EXERCISE DESCRIPTION >> All of the entries, apart from their pictures, are to be copied verbatim.

ENTRIES SUPPLIED >>
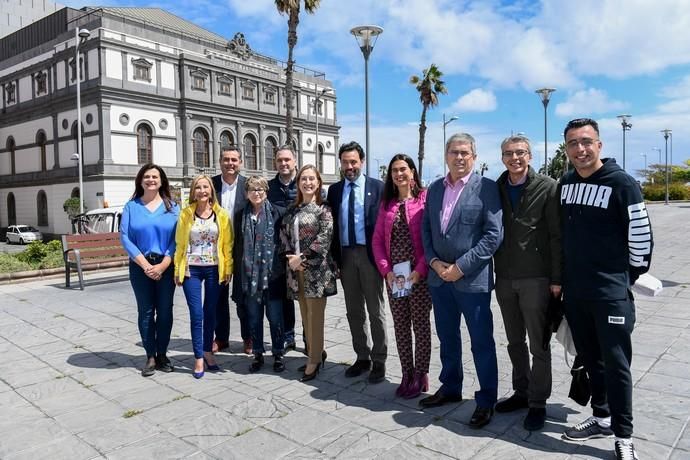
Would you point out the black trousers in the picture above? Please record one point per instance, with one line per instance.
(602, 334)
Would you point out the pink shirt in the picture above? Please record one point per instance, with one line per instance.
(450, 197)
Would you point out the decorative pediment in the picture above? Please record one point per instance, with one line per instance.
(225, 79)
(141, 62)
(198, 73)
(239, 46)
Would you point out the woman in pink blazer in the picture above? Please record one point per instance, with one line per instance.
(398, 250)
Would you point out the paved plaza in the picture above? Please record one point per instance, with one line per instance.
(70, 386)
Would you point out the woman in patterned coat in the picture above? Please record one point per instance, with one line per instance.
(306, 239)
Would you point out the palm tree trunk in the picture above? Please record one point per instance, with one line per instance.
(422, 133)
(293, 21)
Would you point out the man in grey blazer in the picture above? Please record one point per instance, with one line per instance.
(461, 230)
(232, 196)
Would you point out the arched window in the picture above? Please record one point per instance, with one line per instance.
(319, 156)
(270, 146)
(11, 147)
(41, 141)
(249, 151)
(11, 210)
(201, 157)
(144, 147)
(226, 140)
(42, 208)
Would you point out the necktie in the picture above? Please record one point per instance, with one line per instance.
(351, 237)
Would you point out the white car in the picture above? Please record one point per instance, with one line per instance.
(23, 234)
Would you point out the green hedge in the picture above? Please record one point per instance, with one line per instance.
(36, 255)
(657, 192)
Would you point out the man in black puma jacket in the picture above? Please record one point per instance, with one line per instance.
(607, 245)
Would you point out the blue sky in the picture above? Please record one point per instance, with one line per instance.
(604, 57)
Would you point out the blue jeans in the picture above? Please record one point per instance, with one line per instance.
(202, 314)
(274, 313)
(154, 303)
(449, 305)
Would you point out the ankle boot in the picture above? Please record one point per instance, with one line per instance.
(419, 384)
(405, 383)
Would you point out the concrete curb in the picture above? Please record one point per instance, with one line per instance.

EXERCISE SOLUTION >>
Would you point out the black trousers in the picture above? Please record one point per instance, with one line per instance.
(602, 334)
Would you point out the pink shirt in the picture above? Please record one point per instance, with one line per instance.
(450, 197)
Would you point out the decorative pediment in the picture above? Please record one point per instance, with one line per instance.
(225, 79)
(141, 62)
(198, 73)
(239, 46)
Would you point out the woman in pink blazer in the picture above? Please record one point per instance, with one line per instance.
(398, 250)
Would you point out the paved plaza in the picture above? Please record one point per instance, with one line per instance.
(70, 386)
Would you point out the woman in patterned coat in the picture above? Please record one point per instance, with one line per instance.
(306, 239)
Would you point out the palm tree trunk in the picture above? Please record one point per instance, with one line per instance.
(422, 133)
(293, 21)
Would you point out the man in grey blazer in the picture above? Please record one point per instance, with one line per instance.
(461, 230)
(232, 196)
Would you point out the arched window in the picture above? Please record one point per instance, with one line per instance.
(319, 156)
(270, 146)
(11, 147)
(41, 141)
(249, 151)
(11, 210)
(201, 157)
(144, 147)
(226, 140)
(42, 208)
Would you point out the necktie in the picture above? Please record one point per instance, with one line per instance.
(351, 237)
Would you point out the white car in the picture above? Please record one point per instance, with one line per instance.
(23, 234)
Would you point out the green hedge in the picture above? Please record one point per instance, with one line per instance.
(36, 255)
(657, 192)
Would you point out the man in black puma jacket in the picture above? Please record one point per instance, with one line per instance.
(607, 245)
Would you point out the blue sky in the picture above? Please record one point per instance, with one line per instance.
(604, 57)
Would you point out the blue jeans in the picture above? Please record one point per instance, with one line per instance.
(202, 314)
(274, 313)
(154, 303)
(449, 305)
Would you point out the ankle boot in the picture above? Please record one point per instance, with one line per instance.
(419, 384)
(405, 383)
Would you point out the concrete curb in the picture above? Please record one point per instance, with one line per instance.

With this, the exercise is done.